* _WYBRANY TEKST_
**********

PNK: Śląsk w różu walczył do końca
12.10.2025 (14:25) | Adam Paliszek-Saładygafot.: Paweł Kot
W 9. kolejce Orlen Ekstraligi Kobiet WKS Śląsk Wrocław – występujący przy Oporowskiej w specjalnych, różowych strojach w ramach „Różowego Października” – uległ GKS Katowice 0:1. O wyniku przesądziło trafienie Aleksandry Nieciąg w 2. minucie, a mimo ambitnego finiszu gospodynie nie znalazły sposobu na szczelną defensywę rywalek.
Spotkanie przy Oporowskiej rozpoczęły zawodniczki z Katowic, lecz już 1. minuta przyniosła pierwszy zryw Śląska. Wrocławianki ruszyły lewą stroną, po wejściu w pole karne padł strzał, ale piłka skończyła w „koszyczku” Seweryn – bez większego zagrożenia. Chwilę potem katowiczanki odpowiedziały z rozmachem. W 2. minucie atak z ich lewej flanki zamknęła Nieciąg, po płaskim uderzeniu piłka wtoczyła się tuż przy słupku do siatki – 0:1. Śląsk nie spuścił głów i 4. minuta przyniosła obiecującą akcję: długie podanie na lewo do Guzik, dynamiczne zejście i niskie dośrodkowanie, po którym Marcelina Buś uderzyła w kierunku bramki. Zabrakło jednak precyzji i siły. Tempo opadło, a ciężar gry przejęły katowiczanki. 11. minuta to nerwowy moment Śląska – zbyt lekki wykop Błaszczyk trafił pod nogi rywalek. Nieciąg miała piłkę podaną „na nos”, lecz pogubiła się przy przyjęciu, a finalny strzał został łatwo zablokowany.
Gra toczyła się pod dyktando GKS. Po kwadransie przewagi gości 17. minuta przyniosła huk z dystansu: po błędzie Sokołowskiej Nieciąg kropnęła sprzed „szesnastki”, a piłka zatrzęsła poprzeczką. Śląsk mógł odetchnąć – najniższy wymiar kary wciąż się utrzymywał. Z czasem wrocławianki zaczęły odgryzać się kontrami. W 23. minucie świetnie interweniowała Wróblewska we własnym polu karnym, a po chwili wyprowadziła szybkie 4 na 3. Strzał Natalii Sitarz został zablokowany w ostatniej chwili, a dobitka Marceliny Buś skończyła się rzutem rożnym.

**********

* _SPORZĄDZONY WYKAZ_

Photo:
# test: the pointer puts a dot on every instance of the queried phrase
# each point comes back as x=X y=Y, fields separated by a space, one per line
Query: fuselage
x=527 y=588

**********

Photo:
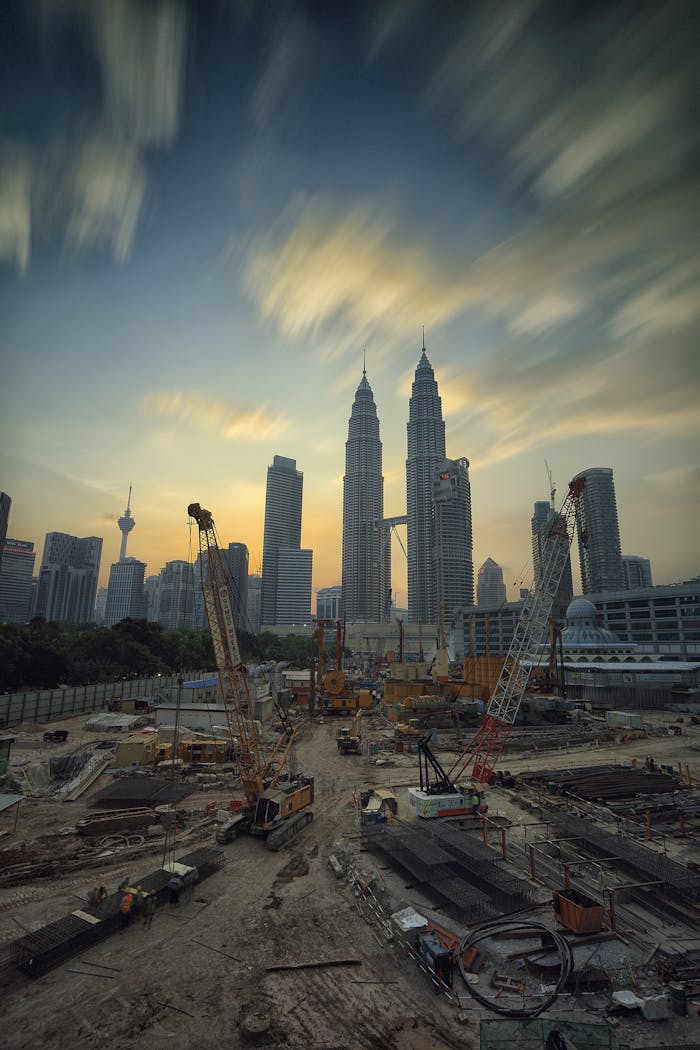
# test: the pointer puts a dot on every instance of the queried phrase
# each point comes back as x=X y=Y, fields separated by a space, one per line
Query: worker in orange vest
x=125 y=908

**********

* _ZADANIE DO ROZWIĄZANIA_
Wznów relację z meczu Śląska Wrocław z GKS Katowice, pisząc dalej od jej ostatniego zdania. Wykaz nie odgrywa tu żadnej roli.

* _ROZWIĄZANE ZADANIE_
Do pół godziny gry przewaga posiadania należała jednak do GKS. 35. minuta przyniosła groźny stały fragment dla Śląska – Wróblewska huknęła z rzutu wolnego, lecz Seweryn popisała się paradą i przeniosła piłkę nad poprzeczką. Parę akcji później katowiczanki wyprowadziły kontrę, ale Żurek wróciła z kapitalną asekuracją i przecięła podanie w polu karnym. 41. minuta z kolei to mocny strzał gości z lewej strony „szesnastki”, po którym Błaszczyk uratowała Śląsk efektowną interwencją. Jeszcze przed przerwą GKS uderzył słabiej, wprost w bramkarkę. Sędzia główna, Magdalena Syta, doliczyła do pierwszej połowy trzy minuty, a Śląsk schodził do szatni z poczuciem niedosytu – bez przejęcia inicjatywy, lecz wciąż w grze.
Drugą część zaczęły wrocławianki odważniej. 48. minuta to „cięta” piłka w pole karne od Jędrzejewskiej – Guzik minimalnie minęła się z futbolówką, choć była to jedna z lepszych sytuacji „z gry”. Po kilku spokojniejszych wymianach 54. minuta przyniosła najładniejszą klepkę Śląska: Sitarz – Jędrzejewska – Martyna Buś, dośrodkowanie na siostrę… zabrakło finalnego kontaktu i strzału.
Od tamtej chwili GKS częściej rozgrywał, lecz bez konkretów. Po słabiej zawiązanej akcji Śląska Seweryn wznowiła grę błyskawicznie ręką do Maciążek, która pognała za linię i stanęła niemal oko w oko z Błaszczyk. Wrocławska bramkarka kapitalnie skróciła kąt i odbiła piłkę, a w walce o bezpańską futbolówkę napastniczka kopnęła rywalkę – skończyło się na żółtej kartce.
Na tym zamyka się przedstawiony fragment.